(Task directions)
Print the lines that run from the line with "Mark the person" to the line with "Mark the building", keeping both end lines, exactly as they appear in the entries below, and nothing else.

(Extracted material)
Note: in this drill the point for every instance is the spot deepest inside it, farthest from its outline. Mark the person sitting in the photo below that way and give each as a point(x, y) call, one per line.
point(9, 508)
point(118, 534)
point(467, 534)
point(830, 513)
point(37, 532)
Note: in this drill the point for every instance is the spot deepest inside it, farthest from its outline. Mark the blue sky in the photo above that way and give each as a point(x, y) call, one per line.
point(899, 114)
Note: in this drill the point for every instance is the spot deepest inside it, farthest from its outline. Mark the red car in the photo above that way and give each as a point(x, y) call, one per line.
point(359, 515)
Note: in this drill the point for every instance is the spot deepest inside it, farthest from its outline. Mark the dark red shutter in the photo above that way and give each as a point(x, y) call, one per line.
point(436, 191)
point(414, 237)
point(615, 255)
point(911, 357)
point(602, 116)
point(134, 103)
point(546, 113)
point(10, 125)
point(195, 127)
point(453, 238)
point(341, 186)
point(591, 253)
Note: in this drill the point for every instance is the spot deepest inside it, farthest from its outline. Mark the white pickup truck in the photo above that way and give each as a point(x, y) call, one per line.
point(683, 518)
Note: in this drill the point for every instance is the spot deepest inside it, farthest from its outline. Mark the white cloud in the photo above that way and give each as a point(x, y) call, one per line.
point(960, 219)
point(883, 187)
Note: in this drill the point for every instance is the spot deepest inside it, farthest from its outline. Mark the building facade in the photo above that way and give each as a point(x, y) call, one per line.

* * *

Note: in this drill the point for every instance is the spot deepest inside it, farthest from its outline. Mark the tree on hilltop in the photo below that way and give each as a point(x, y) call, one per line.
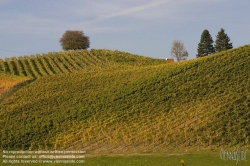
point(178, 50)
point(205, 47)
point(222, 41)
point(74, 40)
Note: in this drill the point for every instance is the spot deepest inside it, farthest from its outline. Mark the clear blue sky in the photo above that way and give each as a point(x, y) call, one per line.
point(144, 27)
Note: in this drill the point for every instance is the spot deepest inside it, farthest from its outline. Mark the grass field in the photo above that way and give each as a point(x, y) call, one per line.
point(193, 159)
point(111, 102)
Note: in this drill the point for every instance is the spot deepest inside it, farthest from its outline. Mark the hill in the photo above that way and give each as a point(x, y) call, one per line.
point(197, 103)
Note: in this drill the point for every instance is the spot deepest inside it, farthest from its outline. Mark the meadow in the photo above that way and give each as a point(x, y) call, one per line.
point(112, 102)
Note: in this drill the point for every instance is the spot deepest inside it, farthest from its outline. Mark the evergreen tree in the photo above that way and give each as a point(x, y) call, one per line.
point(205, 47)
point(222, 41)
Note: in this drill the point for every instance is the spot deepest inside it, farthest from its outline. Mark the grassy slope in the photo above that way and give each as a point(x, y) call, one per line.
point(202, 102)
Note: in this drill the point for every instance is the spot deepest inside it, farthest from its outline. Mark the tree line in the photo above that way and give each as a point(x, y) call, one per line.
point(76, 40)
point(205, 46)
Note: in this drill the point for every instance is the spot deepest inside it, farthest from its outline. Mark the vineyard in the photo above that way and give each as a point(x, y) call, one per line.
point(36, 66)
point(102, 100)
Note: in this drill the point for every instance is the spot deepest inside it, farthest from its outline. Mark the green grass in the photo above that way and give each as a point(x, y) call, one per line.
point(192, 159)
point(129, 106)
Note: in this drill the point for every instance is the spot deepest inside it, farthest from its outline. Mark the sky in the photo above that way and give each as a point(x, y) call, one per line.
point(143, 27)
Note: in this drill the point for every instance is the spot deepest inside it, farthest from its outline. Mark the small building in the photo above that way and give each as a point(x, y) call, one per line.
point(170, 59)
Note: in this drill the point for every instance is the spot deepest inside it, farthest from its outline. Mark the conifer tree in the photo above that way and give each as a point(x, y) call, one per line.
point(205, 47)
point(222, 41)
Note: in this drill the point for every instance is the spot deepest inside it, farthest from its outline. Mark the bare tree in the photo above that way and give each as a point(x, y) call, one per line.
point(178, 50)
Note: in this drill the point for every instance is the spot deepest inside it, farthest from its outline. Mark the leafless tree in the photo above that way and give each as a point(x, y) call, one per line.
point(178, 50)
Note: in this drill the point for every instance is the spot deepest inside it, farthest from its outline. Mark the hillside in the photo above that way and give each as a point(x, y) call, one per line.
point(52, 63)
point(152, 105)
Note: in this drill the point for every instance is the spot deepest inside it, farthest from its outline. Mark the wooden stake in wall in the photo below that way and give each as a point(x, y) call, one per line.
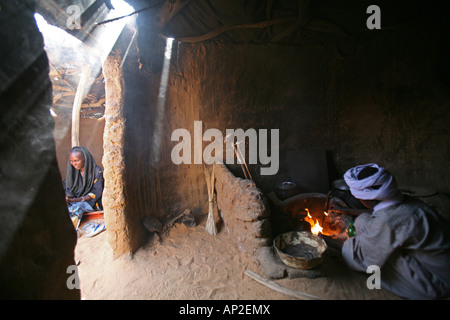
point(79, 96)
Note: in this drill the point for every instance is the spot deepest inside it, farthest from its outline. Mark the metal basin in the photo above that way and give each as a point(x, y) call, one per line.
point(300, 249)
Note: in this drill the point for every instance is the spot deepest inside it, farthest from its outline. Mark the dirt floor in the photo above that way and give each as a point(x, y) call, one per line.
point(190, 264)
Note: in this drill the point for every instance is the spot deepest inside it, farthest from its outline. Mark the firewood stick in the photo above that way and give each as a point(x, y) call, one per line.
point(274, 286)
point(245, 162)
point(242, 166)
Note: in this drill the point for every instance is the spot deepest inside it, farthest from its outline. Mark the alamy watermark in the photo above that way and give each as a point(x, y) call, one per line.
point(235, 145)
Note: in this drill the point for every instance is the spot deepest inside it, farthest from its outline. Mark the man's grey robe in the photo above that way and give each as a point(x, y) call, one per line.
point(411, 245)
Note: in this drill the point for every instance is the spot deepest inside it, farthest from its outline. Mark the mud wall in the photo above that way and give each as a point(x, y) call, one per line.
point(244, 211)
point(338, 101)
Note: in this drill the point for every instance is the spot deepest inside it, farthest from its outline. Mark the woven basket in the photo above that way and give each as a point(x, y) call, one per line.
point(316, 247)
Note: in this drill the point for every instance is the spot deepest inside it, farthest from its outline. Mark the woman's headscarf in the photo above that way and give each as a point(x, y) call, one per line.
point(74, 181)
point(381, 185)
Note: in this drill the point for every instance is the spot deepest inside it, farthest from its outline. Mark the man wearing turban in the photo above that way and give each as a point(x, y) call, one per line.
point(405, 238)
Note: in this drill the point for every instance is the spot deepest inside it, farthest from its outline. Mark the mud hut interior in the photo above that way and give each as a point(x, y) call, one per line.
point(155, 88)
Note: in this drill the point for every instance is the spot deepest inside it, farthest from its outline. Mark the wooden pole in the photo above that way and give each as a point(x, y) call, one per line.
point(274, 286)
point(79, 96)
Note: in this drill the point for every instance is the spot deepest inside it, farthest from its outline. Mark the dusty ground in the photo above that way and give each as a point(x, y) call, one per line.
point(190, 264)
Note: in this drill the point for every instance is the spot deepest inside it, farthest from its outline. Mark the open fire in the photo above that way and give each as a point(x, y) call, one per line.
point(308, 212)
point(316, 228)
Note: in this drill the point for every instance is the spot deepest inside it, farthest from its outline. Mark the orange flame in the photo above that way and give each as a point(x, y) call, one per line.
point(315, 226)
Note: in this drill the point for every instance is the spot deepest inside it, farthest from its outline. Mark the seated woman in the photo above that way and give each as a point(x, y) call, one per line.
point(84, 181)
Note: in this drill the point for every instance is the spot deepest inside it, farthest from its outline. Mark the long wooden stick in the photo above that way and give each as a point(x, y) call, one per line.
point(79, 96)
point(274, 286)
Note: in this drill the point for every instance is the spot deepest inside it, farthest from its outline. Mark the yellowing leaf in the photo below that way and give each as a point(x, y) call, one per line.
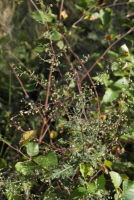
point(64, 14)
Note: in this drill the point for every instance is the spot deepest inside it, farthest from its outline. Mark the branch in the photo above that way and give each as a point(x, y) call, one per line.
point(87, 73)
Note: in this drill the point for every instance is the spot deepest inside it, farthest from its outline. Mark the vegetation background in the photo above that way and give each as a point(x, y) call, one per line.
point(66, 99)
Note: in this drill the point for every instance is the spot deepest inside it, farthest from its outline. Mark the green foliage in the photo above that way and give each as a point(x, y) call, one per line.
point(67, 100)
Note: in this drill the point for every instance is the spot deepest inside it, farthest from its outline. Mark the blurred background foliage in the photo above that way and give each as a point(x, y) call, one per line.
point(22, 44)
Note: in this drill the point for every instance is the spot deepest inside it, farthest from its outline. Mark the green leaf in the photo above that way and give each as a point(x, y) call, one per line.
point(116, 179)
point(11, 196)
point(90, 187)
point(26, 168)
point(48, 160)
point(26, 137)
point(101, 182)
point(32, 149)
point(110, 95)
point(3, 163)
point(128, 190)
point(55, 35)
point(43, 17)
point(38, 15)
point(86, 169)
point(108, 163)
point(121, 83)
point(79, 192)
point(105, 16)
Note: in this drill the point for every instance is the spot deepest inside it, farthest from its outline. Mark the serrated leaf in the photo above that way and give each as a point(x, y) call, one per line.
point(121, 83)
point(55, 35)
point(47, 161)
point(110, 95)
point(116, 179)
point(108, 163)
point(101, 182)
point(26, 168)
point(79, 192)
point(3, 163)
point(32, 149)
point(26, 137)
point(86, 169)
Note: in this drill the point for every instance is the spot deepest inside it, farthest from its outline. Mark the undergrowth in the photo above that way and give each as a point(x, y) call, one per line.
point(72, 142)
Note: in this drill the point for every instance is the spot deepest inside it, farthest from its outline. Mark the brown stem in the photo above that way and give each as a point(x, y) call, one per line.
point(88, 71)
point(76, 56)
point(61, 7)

(Response to this exercise)
Note: in this drill the point for every instance is the spot deepest inside it, farthest from its outline. Mark the person sitting in the photo below that way and give each as a point(x, y) call, one per line.
point(9, 508)
point(118, 534)
point(467, 534)
point(830, 513)
point(37, 532)
Note: in this drill the point for every instance is the spot deepest inside it, farthest from its outline. Mark the blue sky in the photo above that way and give each as a point(x, y) call, one per line.
point(899, 114)
Note: in this drill the point for every instance is the spot deepest inside it, farthest from its outline. Mark the red car in the photo above that way and give each as a point(x, y) call, one per line.
point(359, 515)
Note: in this drill the point for every instance is the spot deepest inside it, farthest from its outline. Mark the dark red shutter in the photo above that way and give each as a point(x, y) call, one per line.
point(436, 191)
point(414, 237)
point(615, 255)
point(911, 357)
point(602, 116)
point(134, 103)
point(546, 113)
point(10, 125)
point(195, 127)
point(453, 238)
point(341, 186)
point(591, 253)
Note: in this drill the point for every instance is the spot deepest inside it, farthest from its outline. Mark the white pickup truck in the photo above that way and give each as a point(x, y) call, one per line.
point(683, 518)
Note: in this drill the point for every instance is the spot deepest inside it, farthest from its outline. Mark the white cloud in the photo above that way and give each as a point(x, y) call, one per line.
point(960, 219)
point(883, 187)
Note: in this drill the point for every instance is the spot deepest inside it, farthest from its outline. Mark the building facade in the photo above that way and give each as a point(x, y) call, one per line.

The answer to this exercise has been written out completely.